• _Given instruction_: Rewrite each line of the records below as an item in a numbered list, leaving out any blank lines.
•••••
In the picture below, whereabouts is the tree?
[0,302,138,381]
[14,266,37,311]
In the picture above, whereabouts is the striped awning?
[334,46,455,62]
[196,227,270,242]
•••••
• _Solution below_:
1. In the picture below, whereabouts is the tree?
2. [0,302,138,381]
3. [14,266,37,311]
4. In the picture above, whereabouts is the striped awning?
5. [334,46,455,62]
6. [196,227,270,242]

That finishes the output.